[Photo-based referring expression data]
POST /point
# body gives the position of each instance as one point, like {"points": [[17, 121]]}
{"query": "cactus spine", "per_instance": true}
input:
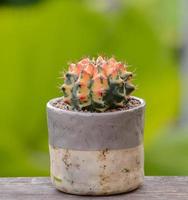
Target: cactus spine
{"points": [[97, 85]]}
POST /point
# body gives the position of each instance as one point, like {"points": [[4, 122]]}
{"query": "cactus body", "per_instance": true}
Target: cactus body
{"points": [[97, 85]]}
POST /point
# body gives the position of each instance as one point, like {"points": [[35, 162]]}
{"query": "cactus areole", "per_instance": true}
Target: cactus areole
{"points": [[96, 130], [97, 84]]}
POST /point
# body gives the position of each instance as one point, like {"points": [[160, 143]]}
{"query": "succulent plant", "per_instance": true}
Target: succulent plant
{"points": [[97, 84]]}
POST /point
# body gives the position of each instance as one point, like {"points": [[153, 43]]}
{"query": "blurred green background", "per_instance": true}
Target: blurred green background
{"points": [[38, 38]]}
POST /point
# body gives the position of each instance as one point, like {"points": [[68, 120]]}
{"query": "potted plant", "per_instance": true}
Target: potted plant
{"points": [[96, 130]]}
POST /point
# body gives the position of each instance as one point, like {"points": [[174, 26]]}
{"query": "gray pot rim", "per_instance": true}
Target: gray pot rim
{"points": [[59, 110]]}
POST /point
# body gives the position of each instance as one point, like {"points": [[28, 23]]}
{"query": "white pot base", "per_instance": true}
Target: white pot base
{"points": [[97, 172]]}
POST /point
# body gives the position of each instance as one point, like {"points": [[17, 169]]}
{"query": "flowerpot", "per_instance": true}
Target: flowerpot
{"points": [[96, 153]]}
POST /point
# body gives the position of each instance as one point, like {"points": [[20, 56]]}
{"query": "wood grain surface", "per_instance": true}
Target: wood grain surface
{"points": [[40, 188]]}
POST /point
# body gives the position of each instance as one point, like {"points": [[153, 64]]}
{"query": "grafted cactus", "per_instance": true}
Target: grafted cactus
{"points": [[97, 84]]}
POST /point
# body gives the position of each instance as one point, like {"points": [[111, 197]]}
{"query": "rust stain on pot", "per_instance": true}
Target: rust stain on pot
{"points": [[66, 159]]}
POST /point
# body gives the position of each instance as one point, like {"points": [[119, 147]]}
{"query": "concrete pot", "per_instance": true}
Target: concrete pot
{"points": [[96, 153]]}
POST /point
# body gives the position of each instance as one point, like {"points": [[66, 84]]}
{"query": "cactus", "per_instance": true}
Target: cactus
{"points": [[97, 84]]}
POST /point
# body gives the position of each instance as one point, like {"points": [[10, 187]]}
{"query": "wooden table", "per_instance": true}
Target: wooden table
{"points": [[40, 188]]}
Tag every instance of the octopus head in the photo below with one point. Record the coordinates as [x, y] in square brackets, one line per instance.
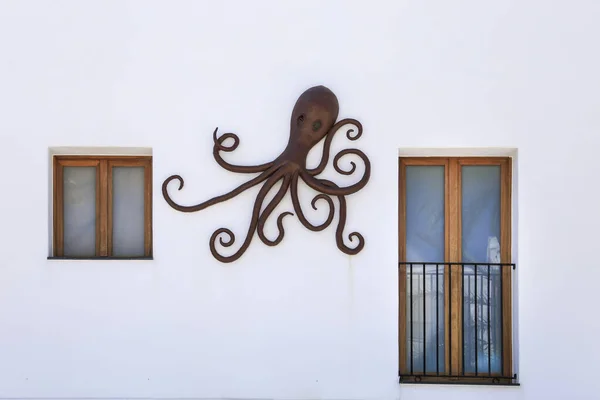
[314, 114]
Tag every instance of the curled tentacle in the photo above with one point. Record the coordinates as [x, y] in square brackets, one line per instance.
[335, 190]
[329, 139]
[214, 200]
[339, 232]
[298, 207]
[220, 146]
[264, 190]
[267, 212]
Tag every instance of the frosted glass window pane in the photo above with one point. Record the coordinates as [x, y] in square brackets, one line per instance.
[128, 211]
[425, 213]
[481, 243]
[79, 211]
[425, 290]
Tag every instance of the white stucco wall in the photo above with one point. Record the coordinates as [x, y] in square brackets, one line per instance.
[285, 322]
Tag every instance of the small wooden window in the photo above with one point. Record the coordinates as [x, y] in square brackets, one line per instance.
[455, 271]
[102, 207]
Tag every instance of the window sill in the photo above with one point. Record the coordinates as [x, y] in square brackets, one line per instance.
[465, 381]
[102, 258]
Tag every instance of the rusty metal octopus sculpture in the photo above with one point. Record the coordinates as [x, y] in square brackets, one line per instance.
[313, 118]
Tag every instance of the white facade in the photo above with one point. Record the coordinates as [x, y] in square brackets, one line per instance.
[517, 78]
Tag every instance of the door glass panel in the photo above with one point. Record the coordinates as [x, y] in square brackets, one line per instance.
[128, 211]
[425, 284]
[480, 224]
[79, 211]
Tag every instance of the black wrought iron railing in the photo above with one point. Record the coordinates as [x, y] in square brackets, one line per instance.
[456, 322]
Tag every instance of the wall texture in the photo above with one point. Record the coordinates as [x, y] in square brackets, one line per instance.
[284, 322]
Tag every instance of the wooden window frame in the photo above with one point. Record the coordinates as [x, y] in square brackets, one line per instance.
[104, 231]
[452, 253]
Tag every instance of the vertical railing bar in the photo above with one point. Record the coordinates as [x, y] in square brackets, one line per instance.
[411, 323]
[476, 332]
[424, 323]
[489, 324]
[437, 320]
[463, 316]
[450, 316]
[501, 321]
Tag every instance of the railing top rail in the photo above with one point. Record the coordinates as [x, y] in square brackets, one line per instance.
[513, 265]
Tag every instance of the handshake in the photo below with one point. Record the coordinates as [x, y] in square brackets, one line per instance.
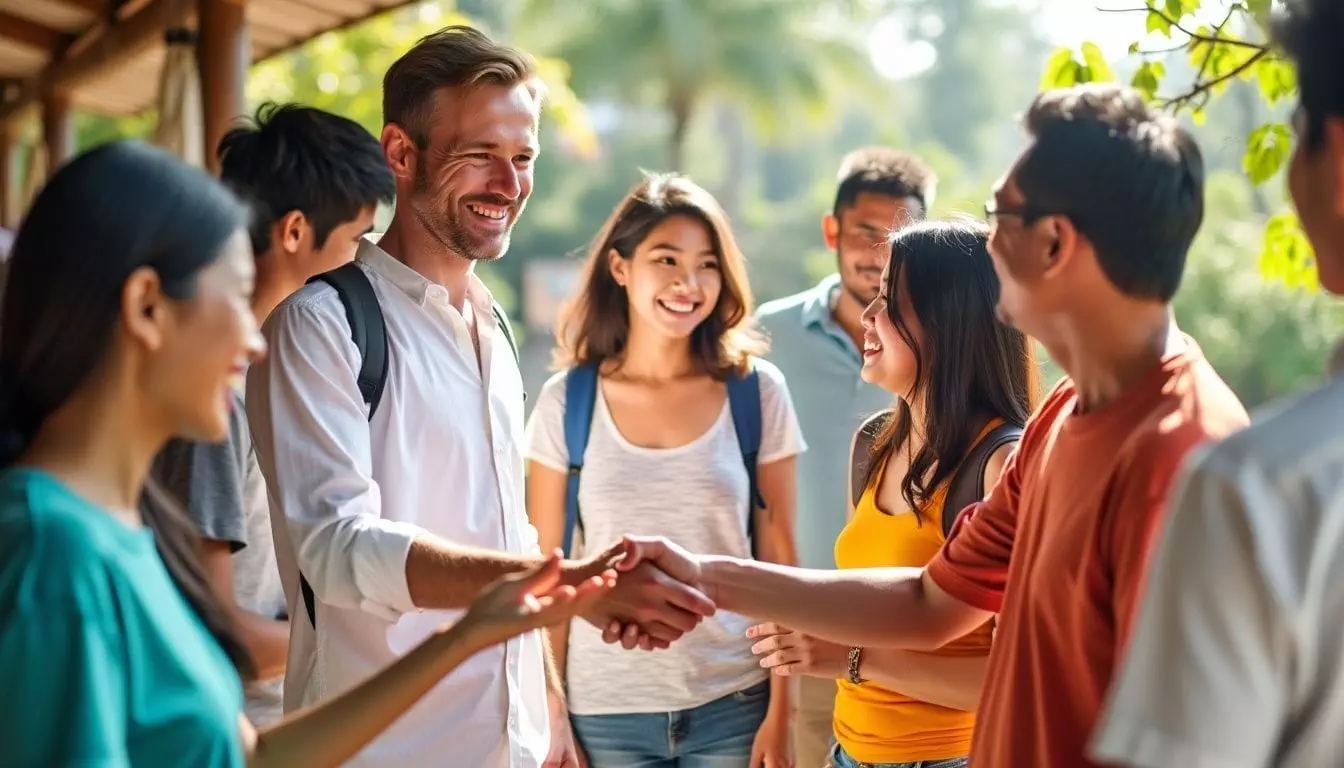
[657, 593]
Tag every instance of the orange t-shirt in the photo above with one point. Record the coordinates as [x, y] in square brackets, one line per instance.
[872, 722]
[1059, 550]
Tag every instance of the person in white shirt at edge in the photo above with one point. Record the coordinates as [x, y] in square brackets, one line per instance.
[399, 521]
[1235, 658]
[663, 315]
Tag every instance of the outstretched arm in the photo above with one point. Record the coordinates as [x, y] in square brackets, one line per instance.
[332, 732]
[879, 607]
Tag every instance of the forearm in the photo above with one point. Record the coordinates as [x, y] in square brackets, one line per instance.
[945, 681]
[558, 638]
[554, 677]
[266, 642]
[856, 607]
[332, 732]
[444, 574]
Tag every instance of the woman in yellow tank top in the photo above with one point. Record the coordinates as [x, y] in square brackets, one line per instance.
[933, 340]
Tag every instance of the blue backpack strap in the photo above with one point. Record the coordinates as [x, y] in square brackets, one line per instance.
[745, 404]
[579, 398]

* [EXERCISE DIRECTIONS]: Return every record exactly, without the pictures.

* [SOLUTION TO THIS EXERCISE]:
POST /point
# body gives the position of each instance as one point, like {"points": [[17, 121]]}
{"query": "cactus spine", "per_instance": true}
input:
Target: cactus spine
{"points": [[97, 85]]}
POST /point
# body gives the position of each instance as one point, like {"points": [[4, 122]]}
{"query": "cactus body", "per_instance": true}
Target: cactus body
{"points": [[97, 85]]}
POST /point
# body gives the position of each instance as one point, like {"points": [[35, 162]]}
{"query": "cactus areole", "per_instance": true}
Target: cactus areole
{"points": [[96, 130], [97, 84]]}
POST /point
# body gives the position of each instance as one point, like {"points": [[160, 143]]}
{"query": "succulent plant", "per_instance": true}
Target: succulent plant
{"points": [[97, 84]]}
POST /point
# body gives the position of each instance as one point, like {"points": [[153, 43]]}
{"query": "blurred green background", "per_instance": true}
Target: blurred green background
{"points": [[38, 38]]}
POST /point
# body gives the position of each instance as one point, like {"points": [[68, 120]]}
{"query": "potted plant", "per_instance": true}
Target: potted plant
{"points": [[96, 130]]}
POST /point
# body gives the position of each instance as one point, like {"points": [[174, 26]]}
{"query": "gray pot rim", "per_instance": true}
Target: gray pot rim
{"points": [[59, 110]]}
POST /point
# body gives the position of each instance as one point, like {"points": [[28, 23]]}
{"query": "white pot base", "per_instance": true}
Target: white pot base
{"points": [[97, 172]]}
POST /point
# body gives the position of each instance as one point, like {"points": [[17, 169]]}
{"query": "flowerpot", "per_instance": true}
Target: flowerpot
{"points": [[96, 153]]}
POST /point
# body gives the position of each instance as one point, like {"points": [[20, 56]]}
{"query": "wood grain surface", "per_instance": true}
Target: wood grain surface
{"points": [[40, 188]]}
POST /point
# body gives the position of each instance as one point, like {"points": [[153, 64]]}
{"query": "grafted cactus", "per_instance": true}
Target: grafted cactus
{"points": [[97, 84]]}
POST /point
# body gives the position of each instance as one point, like {"points": [[111, 197]]}
{"query": "rust stain on pot", "per_instance": true}
Target: rust stain on pot
{"points": [[66, 159]]}
POST /point
# body gives the position of each instance as one point, like {"points": [[119, 147]]}
{"query": "concrete pot", "per_instance": true}
Target: concrete pot
{"points": [[96, 153]]}
POST /point
# body gives the position of each instance as one point, like {"points": [[66, 84]]}
{"query": "cactus", "per_instance": true}
Target: cactus
{"points": [[97, 84]]}
POST /point
# body gives the position of each instance as one point, like {"points": [[10, 187]]}
{"query": "wooden table", "per_instance": true}
Target: wooden table
{"points": [[40, 188]]}
Tag every instance of the octopus head in the photo below with one point. Record the coordinates as [x, y] in square brackets, one line per instance.
[314, 114]
Tag every instance of the curled tentacle in the photo above with one point. Record the coordinates as [x, y] in square brackets, one line per instance.
[335, 190]
[329, 139]
[214, 200]
[339, 232]
[298, 207]
[220, 146]
[264, 190]
[267, 212]
Tag every instance of the frosted glass window pane in the photo above with one point. Record the coordinates as [x, y] in square brackets, one line per instance.
[128, 211]
[425, 213]
[481, 243]
[79, 211]
[425, 290]
Tag every instance of the white stucco wall in the photo above with one point. Record the coordinates as [x, y] in square brackets, one line per instance.
[285, 322]
Tag every instance of the small wooden window in the photo above with one point. Record the coordinates as [x, y] in square brackets, one line per instance.
[455, 271]
[102, 207]
Tag every instance of the window sill in the photo above with one point. Record the coordinates as [x, y] in square brackets, one line per instance.
[465, 381]
[102, 258]
Tag every instance of the rusty metal octopus sculpture in the photo above with one point. Record the coordinates as [x, y] in square brackets, one line per instance.
[313, 118]
Tag every instance of the white facade in the photo above with one point. Record the coordinates as [x, y] in square brackets, one line per instance.
[517, 78]
Tag every instance of the door glass panel in the photo above with one point. Record the coordinates as [x, y] in square brackets, one line per instance.
[128, 211]
[425, 284]
[480, 224]
[79, 211]
Tag every instance of the black wrought iron railing in the photo above with one point. Record the coordinates as [x, y] in square brackets, one line per instance.
[456, 322]
Tag every instance of the wall texture in the photo above with one point. Record the coordinates as [x, y] in square brackets, one line per instance.
[284, 322]
Tag every instance of the wooden window frame in the photo above with one point. Record the coordinates as [x, y] in square brackets, one line per instance.
[104, 231]
[452, 253]
Tag every instance of the vertical railing bar in the photo above with one point. Record the coordinates as [x, y] in square brackets, one line per instance.
[411, 323]
[476, 332]
[424, 323]
[489, 324]
[437, 320]
[463, 316]
[450, 316]
[501, 321]
Tag every instance of the railing top rail in the photo above with one point. Record the coordinates as [x, y] in square brackets, one line per instance.
[513, 265]
Tag every instance of the handshake in the photo below with one point. Record the coordinates as [x, y] in square brackets, one line per instance.
[657, 593]
Tag every instance of the orange t-shirt in the photo above with one point. Record the coordinates as [x, y] in square brackets, one line per instance.
[872, 722]
[1059, 550]
Tag every instance of the person in white shirt at edge in the photo above with one point. Record the coordinates as [x, y] in square brackets, one line per instance.
[399, 521]
[1235, 658]
[663, 315]
Tag every instance of the outstretched arm in the photo above with one point. Record the coordinates as [x, y] in square brackets, one line per instance.
[332, 732]
[879, 607]
Tag every instance of the forearm in the photo above with one point. Record the coordinates as [x, y] in square brackets, one line per instance.
[945, 681]
[558, 638]
[554, 677]
[266, 642]
[856, 607]
[332, 732]
[444, 574]
Tag every instance of the woman in yellow tank top in the photo above with one point. Record the coordinates as [x, y] in square brackets, one line per instance.
[933, 340]
Tag every instance of the blue backpack strap in the photo above with one point. Record the coordinates as [x, y] in square brackets, one line per instance.
[745, 404]
[579, 398]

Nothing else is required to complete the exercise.